Fix race condition in setting node statusUpdateNeeded flag #32807

Merged
merged 1 commit into from Sep 23, 2016

Projects

None yet

10 participants

@jingxu97
Contributor
jingxu97 commented Sep 15, 2016 edited

This PR fixes the race condition in setting node statusUpdateNeeded flag
in master's attachdetach controller. This flag is used to indicate
whether a node status has been updated by the node_status_updater or
not. When updater finishes update a node status, it is set to false.
When the node status is changed such as volume is detached or new volume
is attached to the node, the flag is set to true so that updater can
update the status again. The previous workflow has a race condition as
follows

  1. updater gets the currently attached volume list from the node which needs to be
    updated.
  2. A new volume A is attached to the same node right after 1 and set the
    flag to TRUE
  3. updater updates the node attached volume list (which does not include volume A) and then set the flag to FALSE.
    The result is that volume A will be never added to the attached volume
    list so at node side, this volume is never attached.

So in this PR, the flag is set to FALSE when updater tries to get the
attached volume list (as in an atomic operation). So in the above
example, after step 2, the flag will be TRUE again, in step 3, updater
does not set the flag if updates is sucessful. So after that, flag is
still TRUE and in next round of update, the node status will be updated.

Fix race condition in setting node statusUpdateNeeded flag 

This change is Reviewable

@googlebot googlebot added the cla: yes label Sep 15, 2016
@jingxu97 jingxu97 added this to the v1.4 milestone Sep 15, 2016
@saad-ali
Member

Removing this from 1.4 milestone per offline discussion. We will get it merged, give it time to bake, and merge it into a 1.4.x release.

@saad-ali saad-ali removed this from the v1.4 milestone Sep 15, 2016
@jingxu97 jingxu97 changed the title from Fix race conditino in setting node statusUpdateNeeded flag to Fix race condition in setting node statusUpdateNeeded flag Sep 15, 2016
- ResetNodeStatusUpdateNeeded(nodeName string) error
+ // node to true indicating the AttachedVolume field of the Node's Status
+ // object needs to be updated by the node updater again.
+ ResetNodeStatusUpdateNeeded(nodeName string)
@saad-ali
saad-ali Sep 19, 2016 Member

Revert the If no node with the... portion of the comment since it is still applicable.

- Tasks to carry out:
1) List every account handle that appears with an @ sign in the pull request page.
2) Translate this sentence from the pull request page into Spanish: "We will get it merged, give it time to bake, and merge it into a 1.4.x release."

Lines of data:
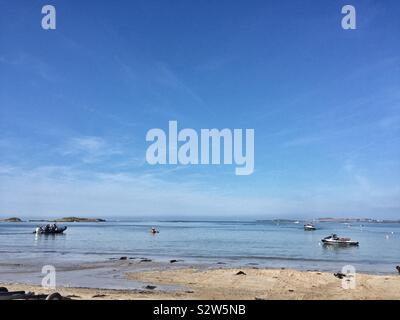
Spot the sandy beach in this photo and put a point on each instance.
(225, 283)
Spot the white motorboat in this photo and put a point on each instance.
(335, 240)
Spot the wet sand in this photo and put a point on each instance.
(185, 282)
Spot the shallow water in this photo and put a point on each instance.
(235, 243)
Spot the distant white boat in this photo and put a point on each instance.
(309, 227)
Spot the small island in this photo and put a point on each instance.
(13, 219)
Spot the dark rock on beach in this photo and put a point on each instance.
(339, 275)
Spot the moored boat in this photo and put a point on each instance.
(309, 227)
(50, 229)
(333, 239)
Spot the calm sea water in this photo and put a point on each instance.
(258, 243)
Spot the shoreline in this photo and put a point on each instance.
(155, 280)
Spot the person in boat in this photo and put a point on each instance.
(153, 230)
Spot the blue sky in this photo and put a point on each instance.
(76, 103)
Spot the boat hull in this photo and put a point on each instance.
(340, 243)
(58, 231)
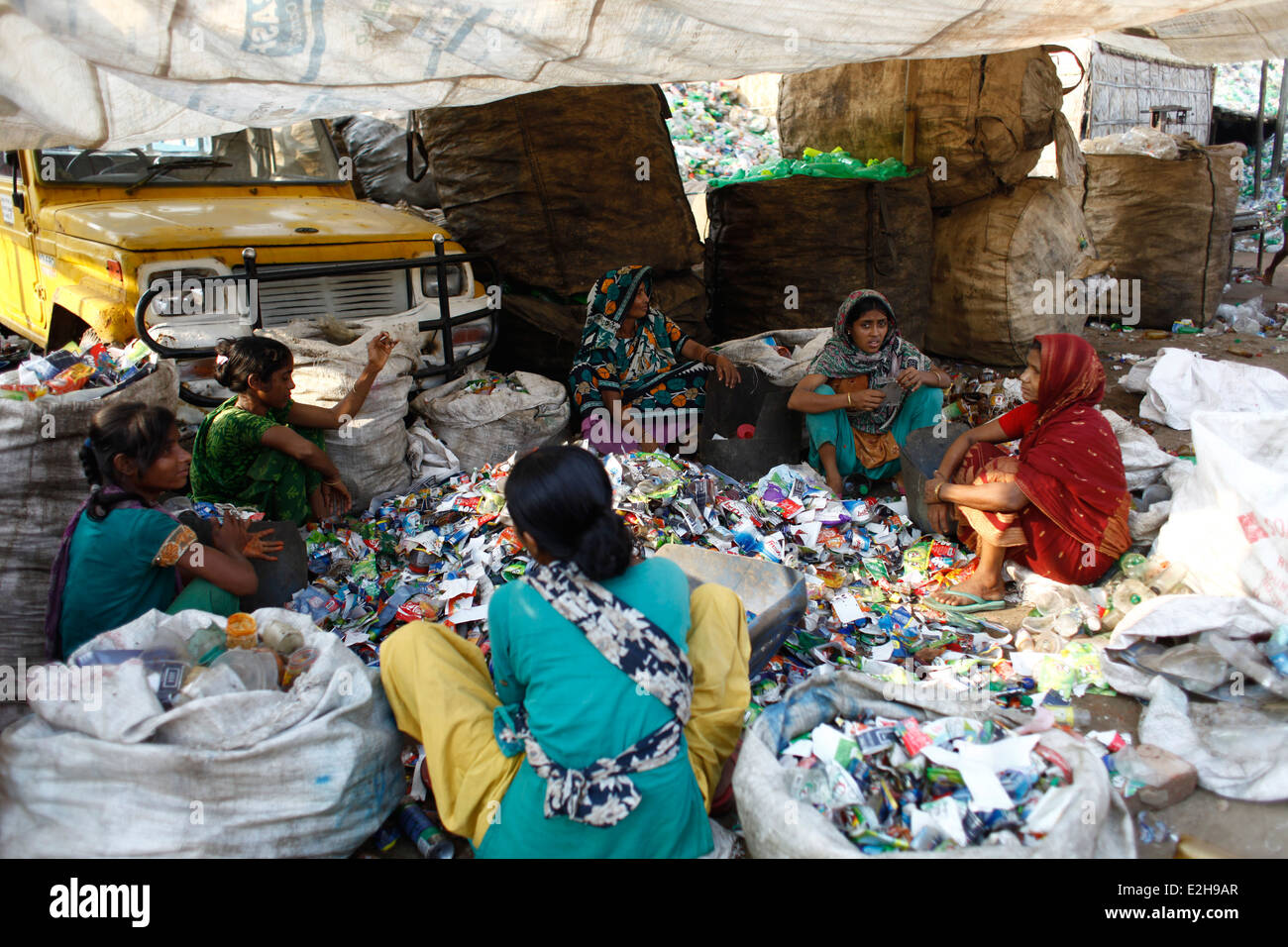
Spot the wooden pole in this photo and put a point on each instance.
(1276, 157)
(1256, 158)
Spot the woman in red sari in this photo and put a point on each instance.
(1060, 505)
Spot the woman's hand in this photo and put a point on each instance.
(261, 544)
(726, 371)
(378, 350)
(938, 513)
(932, 489)
(912, 379)
(867, 399)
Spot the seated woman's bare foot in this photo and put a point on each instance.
(975, 585)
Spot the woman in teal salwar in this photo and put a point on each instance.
(263, 450)
(616, 696)
(123, 554)
(866, 392)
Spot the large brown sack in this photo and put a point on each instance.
(549, 183)
(542, 335)
(1167, 223)
(811, 241)
(987, 116)
(986, 299)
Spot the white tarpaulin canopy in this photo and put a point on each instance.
(127, 72)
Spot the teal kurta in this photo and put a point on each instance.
(922, 408)
(121, 567)
(581, 709)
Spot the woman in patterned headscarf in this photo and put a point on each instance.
(632, 356)
(866, 392)
(1060, 505)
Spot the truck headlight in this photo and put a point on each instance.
(181, 291)
(455, 278)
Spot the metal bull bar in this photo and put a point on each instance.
(452, 367)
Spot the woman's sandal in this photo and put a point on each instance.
(978, 604)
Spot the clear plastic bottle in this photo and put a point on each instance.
(257, 669)
(1128, 594)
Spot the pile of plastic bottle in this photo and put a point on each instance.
(88, 371)
(816, 163)
(896, 785)
(713, 134)
(217, 660)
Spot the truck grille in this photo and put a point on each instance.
(344, 296)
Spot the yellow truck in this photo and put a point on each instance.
(218, 236)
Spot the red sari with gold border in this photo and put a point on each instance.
(1070, 470)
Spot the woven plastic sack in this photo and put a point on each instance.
(107, 774)
(372, 450)
(485, 428)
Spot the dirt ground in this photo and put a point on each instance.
(1270, 352)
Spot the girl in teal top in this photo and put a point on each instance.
(121, 554)
(614, 702)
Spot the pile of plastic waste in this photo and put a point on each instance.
(88, 371)
(816, 163)
(713, 134)
(902, 785)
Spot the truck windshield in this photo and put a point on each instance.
(294, 154)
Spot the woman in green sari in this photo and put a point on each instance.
(263, 450)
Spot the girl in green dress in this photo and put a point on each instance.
(263, 450)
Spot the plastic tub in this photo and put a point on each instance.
(758, 402)
(773, 592)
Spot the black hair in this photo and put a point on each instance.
(141, 432)
(864, 305)
(250, 355)
(563, 497)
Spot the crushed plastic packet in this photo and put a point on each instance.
(897, 785)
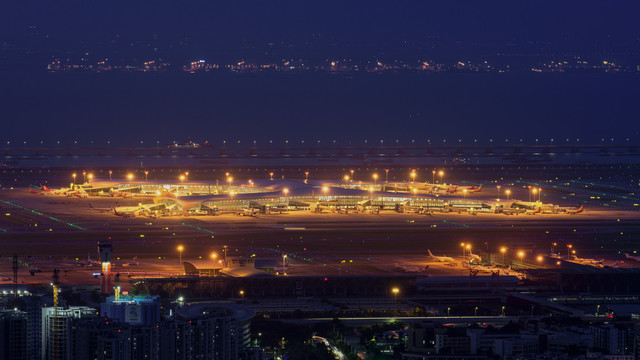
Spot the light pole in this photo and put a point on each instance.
(180, 249)
(521, 256)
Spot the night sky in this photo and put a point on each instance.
(125, 108)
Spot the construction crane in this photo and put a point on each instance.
(116, 289)
(14, 267)
(55, 283)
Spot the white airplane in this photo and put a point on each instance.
(474, 258)
(410, 269)
(440, 258)
(248, 212)
(101, 209)
(629, 256)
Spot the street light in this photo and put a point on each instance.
(180, 249)
(395, 295)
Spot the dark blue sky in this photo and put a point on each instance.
(365, 20)
(36, 105)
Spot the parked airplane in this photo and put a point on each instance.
(440, 258)
(533, 211)
(576, 211)
(410, 269)
(101, 209)
(248, 212)
(629, 256)
(474, 258)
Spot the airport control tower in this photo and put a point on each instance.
(105, 250)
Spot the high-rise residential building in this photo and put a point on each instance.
(13, 335)
(57, 336)
(134, 310)
(207, 331)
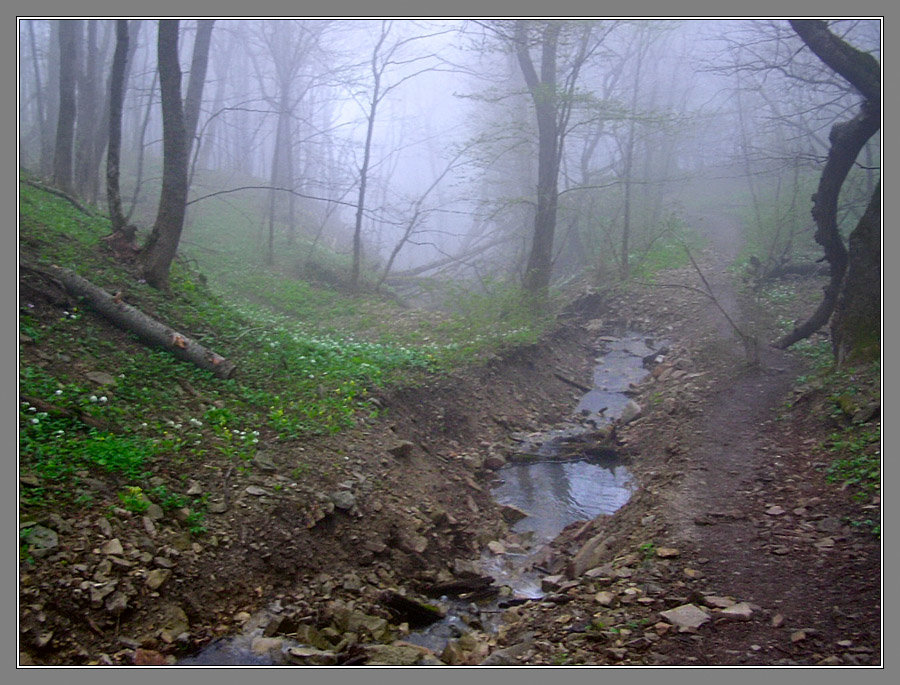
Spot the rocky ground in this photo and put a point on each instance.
(732, 550)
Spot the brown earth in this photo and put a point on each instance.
(732, 508)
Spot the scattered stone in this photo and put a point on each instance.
(113, 546)
(512, 514)
(605, 598)
(402, 449)
(101, 378)
(737, 612)
(343, 499)
(157, 577)
(41, 540)
(687, 617)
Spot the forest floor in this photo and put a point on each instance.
(734, 549)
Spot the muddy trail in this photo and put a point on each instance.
(732, 549)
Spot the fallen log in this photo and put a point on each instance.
(459, 587)
(148, 330)
(416, 614)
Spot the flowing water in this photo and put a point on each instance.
(559, 477)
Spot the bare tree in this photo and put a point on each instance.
(847, 139)
(69, 30)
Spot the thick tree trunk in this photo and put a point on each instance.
(847, 139)
(149, 330)
(162, 244)
(539, 267)
(856, 326)
(116, 97)
(69, 30)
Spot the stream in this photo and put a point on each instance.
(558, 477)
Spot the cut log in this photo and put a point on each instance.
(410, 611)
(459, 587)
(149, 330)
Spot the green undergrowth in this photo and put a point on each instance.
(310, 361)
(850, 402)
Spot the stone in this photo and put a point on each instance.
(687, 617)
(402, 449)
(112, 547)
(667, 552)
(101, 378)
(343, 499)
(309, 656)
(157, 577)
(605, 598)
(512, 514)
(737, 612)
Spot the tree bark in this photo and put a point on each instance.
(543, 93)
(149, 330)
(855, 328)
(162, 245)
(846, 139)
(65, 122)
(116, 98)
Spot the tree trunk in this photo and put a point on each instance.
(856, 326)
(65, 123)
(162, 244)
(149, 330)
(194, 96)
(543, 92)
(116, 97)
(846, 139)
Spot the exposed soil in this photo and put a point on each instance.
(732, 505)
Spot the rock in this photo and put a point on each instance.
(157, 577)
(399, 654)
(112, 547)
(605, 598)
(265, 646)
(687, 617)
(631, 411)
(402, 449)
(175, 623)
(117, 603)
(737, 612)
(309, 656)
(41, 540)
(101, 378)
(343, 499)
(264, 462)
(512, 514)
(718, 602)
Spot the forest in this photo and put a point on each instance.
(301, 300)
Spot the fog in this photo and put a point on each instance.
(422, 136)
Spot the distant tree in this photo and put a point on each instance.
(856, 328)
(162, 244)
(69, 31)
(116, 98)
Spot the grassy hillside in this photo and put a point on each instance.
(96, 403)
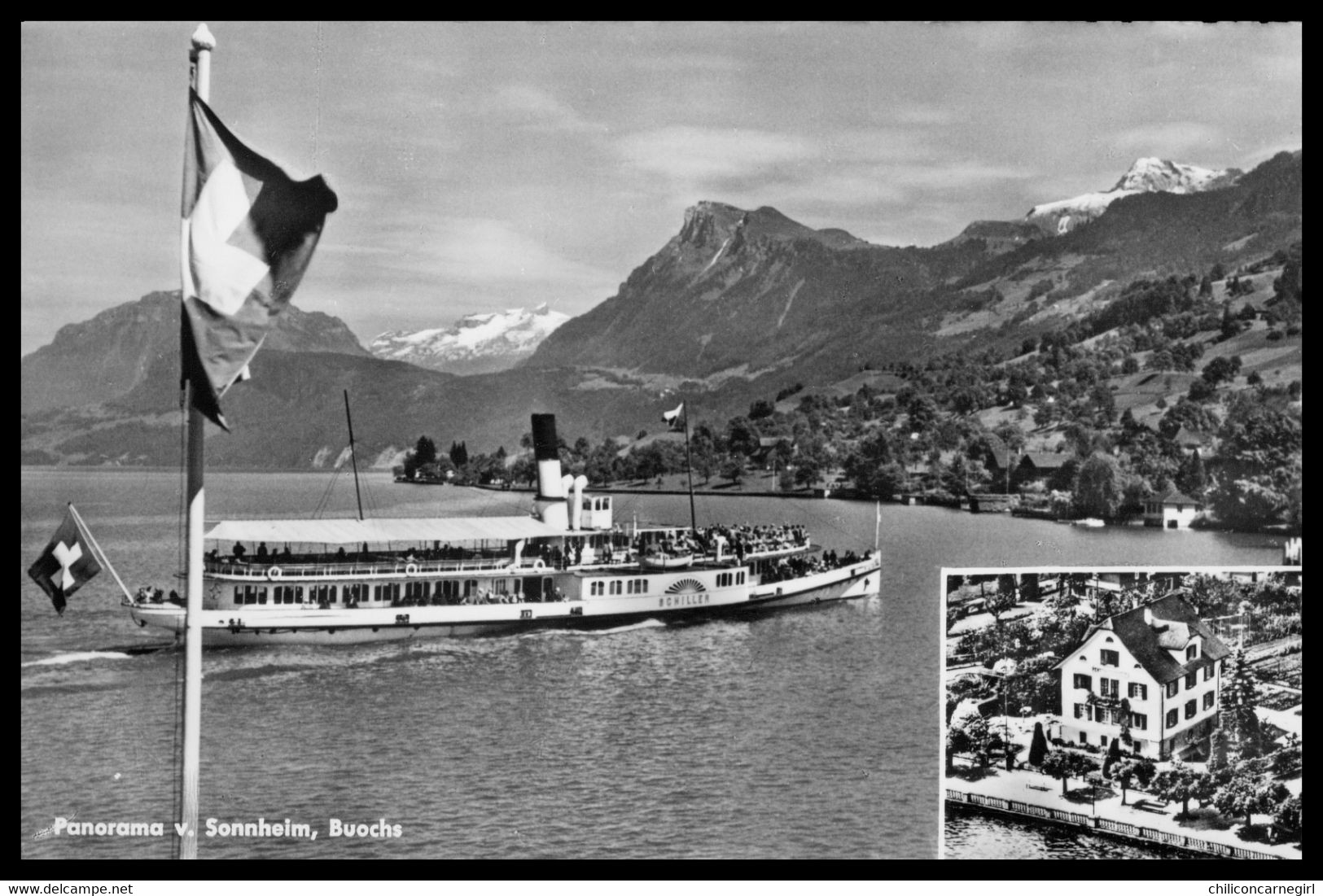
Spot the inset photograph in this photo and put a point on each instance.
(1100, 714)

- Task-by-task solutions:
1) @jingxu97, @googlebot, @saad-ali

2) Lo fusionaremos, le daremos tiempo para que madure y lo incorporaremos a una versión 1.4.x.